> [The request] Collect every line of the entries below that contains the string "black". Case matters.

### The data ###

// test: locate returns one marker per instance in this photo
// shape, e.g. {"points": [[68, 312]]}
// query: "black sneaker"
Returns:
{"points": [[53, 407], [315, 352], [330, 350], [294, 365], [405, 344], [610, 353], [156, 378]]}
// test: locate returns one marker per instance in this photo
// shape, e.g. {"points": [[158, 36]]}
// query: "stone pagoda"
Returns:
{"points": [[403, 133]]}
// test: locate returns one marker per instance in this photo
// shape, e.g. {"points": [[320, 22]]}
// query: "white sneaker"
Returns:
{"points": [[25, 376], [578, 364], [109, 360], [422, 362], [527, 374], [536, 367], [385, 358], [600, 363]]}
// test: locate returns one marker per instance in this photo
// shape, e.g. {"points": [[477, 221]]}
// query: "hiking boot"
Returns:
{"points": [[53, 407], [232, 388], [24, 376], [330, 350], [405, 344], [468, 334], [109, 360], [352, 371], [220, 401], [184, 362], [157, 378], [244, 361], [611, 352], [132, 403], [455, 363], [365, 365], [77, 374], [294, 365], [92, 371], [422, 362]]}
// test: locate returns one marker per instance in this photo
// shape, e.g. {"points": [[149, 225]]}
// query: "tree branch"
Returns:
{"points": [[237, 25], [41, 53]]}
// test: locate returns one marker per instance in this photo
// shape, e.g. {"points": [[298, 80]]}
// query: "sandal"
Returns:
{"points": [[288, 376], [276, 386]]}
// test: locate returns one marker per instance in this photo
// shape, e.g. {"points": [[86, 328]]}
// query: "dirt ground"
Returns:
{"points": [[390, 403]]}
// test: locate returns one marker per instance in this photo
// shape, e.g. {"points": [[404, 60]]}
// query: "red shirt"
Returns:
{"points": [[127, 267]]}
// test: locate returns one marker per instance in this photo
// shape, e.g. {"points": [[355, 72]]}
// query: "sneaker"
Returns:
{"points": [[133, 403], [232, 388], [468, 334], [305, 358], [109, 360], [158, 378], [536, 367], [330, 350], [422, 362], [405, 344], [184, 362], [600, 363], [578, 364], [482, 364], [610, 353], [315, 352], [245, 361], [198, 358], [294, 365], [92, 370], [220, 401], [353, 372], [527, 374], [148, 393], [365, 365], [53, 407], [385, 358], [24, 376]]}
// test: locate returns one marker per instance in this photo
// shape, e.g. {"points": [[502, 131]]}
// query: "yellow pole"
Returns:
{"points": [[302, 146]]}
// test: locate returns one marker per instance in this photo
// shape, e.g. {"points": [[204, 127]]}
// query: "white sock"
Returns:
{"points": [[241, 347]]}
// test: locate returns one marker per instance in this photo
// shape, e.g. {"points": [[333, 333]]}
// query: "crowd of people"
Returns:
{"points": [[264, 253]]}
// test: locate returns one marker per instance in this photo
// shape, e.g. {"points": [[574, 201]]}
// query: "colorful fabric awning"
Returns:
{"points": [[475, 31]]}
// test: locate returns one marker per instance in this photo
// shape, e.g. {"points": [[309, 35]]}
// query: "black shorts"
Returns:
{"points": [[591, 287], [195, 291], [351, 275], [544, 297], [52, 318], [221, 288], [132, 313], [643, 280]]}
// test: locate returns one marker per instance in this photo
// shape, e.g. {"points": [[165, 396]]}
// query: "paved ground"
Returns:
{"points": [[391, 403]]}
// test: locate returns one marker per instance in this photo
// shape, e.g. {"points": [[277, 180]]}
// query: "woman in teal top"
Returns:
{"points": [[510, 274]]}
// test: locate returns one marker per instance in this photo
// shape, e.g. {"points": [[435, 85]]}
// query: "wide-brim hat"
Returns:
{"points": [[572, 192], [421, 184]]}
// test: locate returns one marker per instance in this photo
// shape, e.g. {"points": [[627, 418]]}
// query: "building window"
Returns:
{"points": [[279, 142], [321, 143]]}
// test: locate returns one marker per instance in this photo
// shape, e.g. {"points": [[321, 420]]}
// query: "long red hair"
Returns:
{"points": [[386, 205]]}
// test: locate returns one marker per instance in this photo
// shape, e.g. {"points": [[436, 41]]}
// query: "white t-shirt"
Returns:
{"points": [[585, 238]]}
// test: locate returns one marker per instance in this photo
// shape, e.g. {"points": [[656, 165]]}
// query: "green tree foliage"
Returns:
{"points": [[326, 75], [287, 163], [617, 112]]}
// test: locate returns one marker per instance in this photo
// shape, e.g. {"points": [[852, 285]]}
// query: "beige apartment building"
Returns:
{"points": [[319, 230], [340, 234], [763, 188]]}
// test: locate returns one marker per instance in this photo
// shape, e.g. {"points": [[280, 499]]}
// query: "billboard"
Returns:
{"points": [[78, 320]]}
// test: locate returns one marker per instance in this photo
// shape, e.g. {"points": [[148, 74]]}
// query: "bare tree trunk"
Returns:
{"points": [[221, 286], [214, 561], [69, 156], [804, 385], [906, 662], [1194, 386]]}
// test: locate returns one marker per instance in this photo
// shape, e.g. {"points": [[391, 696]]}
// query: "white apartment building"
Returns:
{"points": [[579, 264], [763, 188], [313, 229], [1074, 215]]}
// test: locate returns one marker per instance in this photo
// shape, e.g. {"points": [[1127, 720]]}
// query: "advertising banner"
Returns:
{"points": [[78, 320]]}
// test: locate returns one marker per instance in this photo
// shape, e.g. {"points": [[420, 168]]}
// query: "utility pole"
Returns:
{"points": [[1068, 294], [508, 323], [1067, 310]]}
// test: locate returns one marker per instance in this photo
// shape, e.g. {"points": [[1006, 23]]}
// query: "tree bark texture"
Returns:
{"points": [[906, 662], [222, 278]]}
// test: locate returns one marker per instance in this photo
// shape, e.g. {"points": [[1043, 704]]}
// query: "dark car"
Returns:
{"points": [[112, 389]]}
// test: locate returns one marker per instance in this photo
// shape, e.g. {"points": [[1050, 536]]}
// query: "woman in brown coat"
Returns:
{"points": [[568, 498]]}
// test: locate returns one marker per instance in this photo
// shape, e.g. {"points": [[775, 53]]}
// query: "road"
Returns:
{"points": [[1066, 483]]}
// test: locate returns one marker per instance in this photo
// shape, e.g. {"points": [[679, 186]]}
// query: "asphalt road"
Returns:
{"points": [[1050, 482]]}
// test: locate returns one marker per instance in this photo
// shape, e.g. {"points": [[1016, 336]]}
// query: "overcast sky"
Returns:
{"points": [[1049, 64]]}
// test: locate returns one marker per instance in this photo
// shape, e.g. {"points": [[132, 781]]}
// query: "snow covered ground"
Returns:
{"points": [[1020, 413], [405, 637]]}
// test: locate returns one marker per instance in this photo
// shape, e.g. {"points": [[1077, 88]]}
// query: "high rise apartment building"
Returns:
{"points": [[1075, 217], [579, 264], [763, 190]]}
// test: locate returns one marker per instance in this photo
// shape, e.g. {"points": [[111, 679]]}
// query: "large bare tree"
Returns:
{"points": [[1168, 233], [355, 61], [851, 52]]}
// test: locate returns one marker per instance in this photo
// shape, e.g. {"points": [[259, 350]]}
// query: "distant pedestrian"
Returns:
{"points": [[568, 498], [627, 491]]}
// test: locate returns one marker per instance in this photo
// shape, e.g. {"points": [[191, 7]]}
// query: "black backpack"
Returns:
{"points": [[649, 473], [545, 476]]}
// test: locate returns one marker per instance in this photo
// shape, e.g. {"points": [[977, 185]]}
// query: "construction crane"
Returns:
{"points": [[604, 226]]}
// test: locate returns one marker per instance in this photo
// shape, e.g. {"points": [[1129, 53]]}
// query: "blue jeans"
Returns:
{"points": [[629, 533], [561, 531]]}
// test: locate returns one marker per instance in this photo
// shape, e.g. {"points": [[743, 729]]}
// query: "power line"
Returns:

###

> [Reply to the task]
// query: "black sneaker"
// query: "black shorts"
// query: "black backpack"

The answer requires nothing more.